** START OF Reading text **
Night grips the
northern Michigan forest in a frozen shroud and low squadrons of nimbus clouds,
bellies bloated with snow, scud over the stands of pine and birch. A knot of
people, all puffed with winter clothing, shivers in the darkness watching the
corner of a rutted, one-lane logging trail carved through the woods. Muted
somewhere far away in the wilderness, a moaning sound is on the rise. "Car
coming!" someone shouts, and the small crowd shies back.
The sound becomes
identifiable as an engine straining at high revs. Headlights appear through the
silhouetted pickets of the trees, and a car, its nose marked by quartz-iodine
headlights, comes over a small knoll and bears down on the corner at 80 mph. At
the last second its driver moves down through a pair of gear changes, reaching
second before he flings his muddy Toyota coupe into a power slide through the
corner. Still crabbing sideways with its engine screeching, the car skates
dangerously near a stockade of birches lining the trail and disappears into the
dark. Other cars follow, deepening the furrows of sandy soil with each spinning
tire. Another dozen or so cars pass by the collection of spectators, surging
out of the gloom in ragged intervals, before the last of them, crippled and
battered, departs into the black woods, returning the forest to the silence of
an early winter night.
On they go,
through the thickets of Michigan's Upper Peninsula in what is known as the
Press On Regardless International Rally, legitimately described as
" America's oldest, longest, meanest car rally." It also is one of the
more obscure of all U.S. motor events.
** END OF Reading text **
## Brief a
Find each line in the listing that contains the word "with", and copy those lines.
The listing has no connection to the car rally passage above.
** START OF Supplied records **
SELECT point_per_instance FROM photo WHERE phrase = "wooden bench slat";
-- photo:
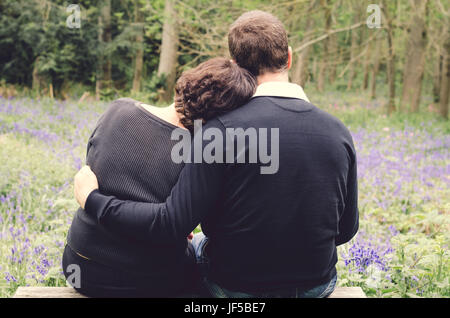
(69, 292)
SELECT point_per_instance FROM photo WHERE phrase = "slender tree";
(445, 81)
(415, 57)
(139, 57)
(169, 46)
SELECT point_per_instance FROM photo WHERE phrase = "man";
(267, 234)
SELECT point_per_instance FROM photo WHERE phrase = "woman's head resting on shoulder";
(213, 88)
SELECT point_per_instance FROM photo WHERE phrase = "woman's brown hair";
(213, 88)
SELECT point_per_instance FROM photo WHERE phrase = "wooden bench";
(69, 292)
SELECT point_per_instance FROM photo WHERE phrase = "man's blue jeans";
(199, 242)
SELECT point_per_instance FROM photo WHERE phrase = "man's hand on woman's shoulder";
(85, 182)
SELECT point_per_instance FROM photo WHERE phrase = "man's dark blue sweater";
(266, 231)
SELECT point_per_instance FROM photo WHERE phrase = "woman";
(130, 152)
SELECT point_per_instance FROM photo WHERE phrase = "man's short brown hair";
(258, 42)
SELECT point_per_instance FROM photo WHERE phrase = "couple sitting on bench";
(270, 178)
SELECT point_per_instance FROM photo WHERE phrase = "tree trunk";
(300, 68)
(437, 76)
(107, 37)
(367, 66)
(375, 69)
(99, 70)
(103, 72)
(36, 85)
(139, 58)
(415, 57)
(390, 59)
(445, 81)
(354, 45)
(169, 47)
(326, 47)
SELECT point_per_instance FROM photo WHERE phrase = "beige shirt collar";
(281, 89)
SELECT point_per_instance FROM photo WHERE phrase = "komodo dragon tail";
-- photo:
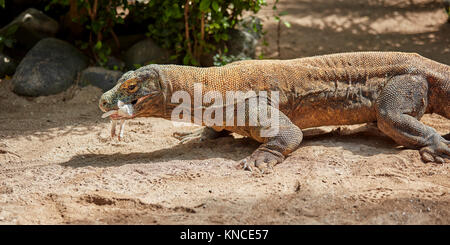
(438, 77)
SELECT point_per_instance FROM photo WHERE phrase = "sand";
(58, 164)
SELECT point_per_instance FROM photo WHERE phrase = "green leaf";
(98, 45)
(204, 5)
(215, 6)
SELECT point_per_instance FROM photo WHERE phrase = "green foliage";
(221, 59)
(192, 27)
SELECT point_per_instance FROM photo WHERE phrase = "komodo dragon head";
(143, 89)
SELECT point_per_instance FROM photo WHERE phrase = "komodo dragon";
(393, 89)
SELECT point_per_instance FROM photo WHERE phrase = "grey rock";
(7, 66)
(145, 52)
(50, 67)
(100, 77)
(31, 26)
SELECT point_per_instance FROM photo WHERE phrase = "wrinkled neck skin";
(439, 102)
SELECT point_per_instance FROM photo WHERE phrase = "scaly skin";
(391, 88)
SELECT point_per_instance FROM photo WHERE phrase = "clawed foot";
(184, 137)
(261, 161)
(436, 152)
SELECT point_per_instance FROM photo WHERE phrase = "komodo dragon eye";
(130, 86)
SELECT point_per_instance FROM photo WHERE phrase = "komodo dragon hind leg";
(401, 104)
(202, 134)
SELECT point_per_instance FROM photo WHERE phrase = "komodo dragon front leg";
(401, 104)
(285, 138)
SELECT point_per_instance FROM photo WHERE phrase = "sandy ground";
(58, 164)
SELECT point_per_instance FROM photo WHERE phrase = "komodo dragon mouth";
(125, 111)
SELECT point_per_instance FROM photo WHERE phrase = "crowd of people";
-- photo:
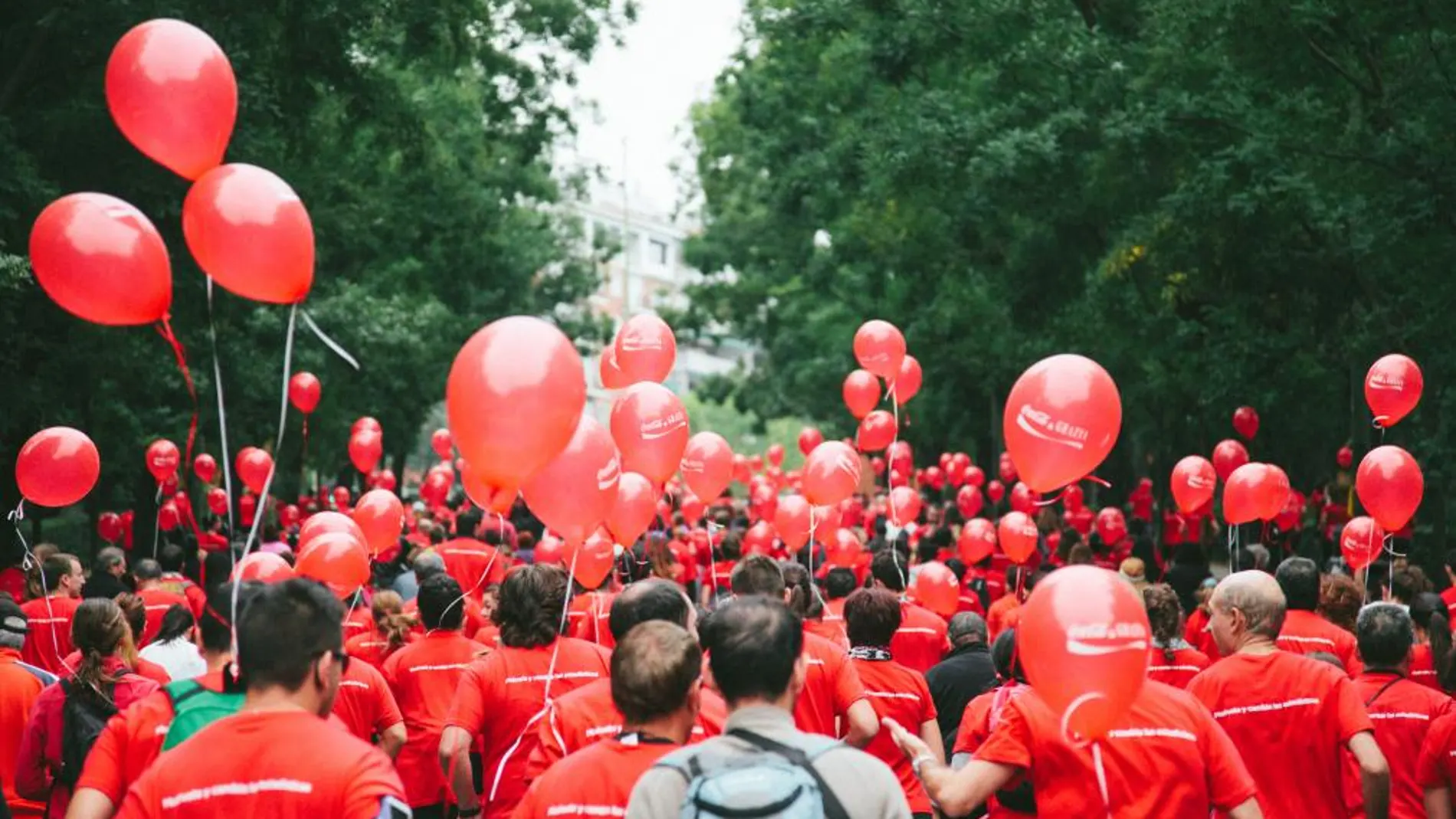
(707, 678)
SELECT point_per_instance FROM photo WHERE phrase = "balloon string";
(221, 424)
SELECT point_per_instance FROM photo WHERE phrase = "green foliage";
(1222, 202)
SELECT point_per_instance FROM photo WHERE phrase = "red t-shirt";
(920, 640)
(48, 639)
(1307, 632)
(900, 694)
(158, 603)
(424, 676)
(1290, 716)
(830, 687)
(1165, 758)
(593, 783)
(364, 702)
(501, 699)
(1179, 670)
(330, 775)
(587, 716)
(1402, 713)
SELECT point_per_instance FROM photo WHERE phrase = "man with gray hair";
(962, 675)
(1289, 716)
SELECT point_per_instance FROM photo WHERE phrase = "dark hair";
(654, 667)
(647, 601)
(100, 632)
(871, 618)
(1385, 634)
(172, 558)
(284, 631)
(1299, 578)
(440, 604)
(757, 575)
(532, 601)
(802, 597)
(753, 645)
(888, 568)
(175, 623)
(1164, 616)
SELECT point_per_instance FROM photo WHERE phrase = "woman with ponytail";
(67, 718)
** END OF Supplied records **
## Brief b
Extend the passage about the Michigan car rally, picking up after its final sentence.

## Task output a
SELECT point_per_instance FROM photo WHERE phrase = "man with gray hair";
SELECT point_per_instance FROM photo WHERE phrase = "woman with ponytail";

## Task output b
A group of
amateur sports-car freaks from Detroit is responsible for the Press On
Regardless, which is a valid facsimile of the rallies being run on the
Continent. By using a spiderweb of state and federally owned forestry roads and
trails in the expanses of northern Michigan they have managed to keep the
racers isolated from the public while permitting them to employ the kind of
driving styles used in Europe. While the POR has been run in various
permutations for 25 years, it has used its present 1,700-mile-long, car-killing
format for the past four seasons. For two years the event has counted as one of
10 international events that make up the World Rally Championship, though
participation by European stars has been limited.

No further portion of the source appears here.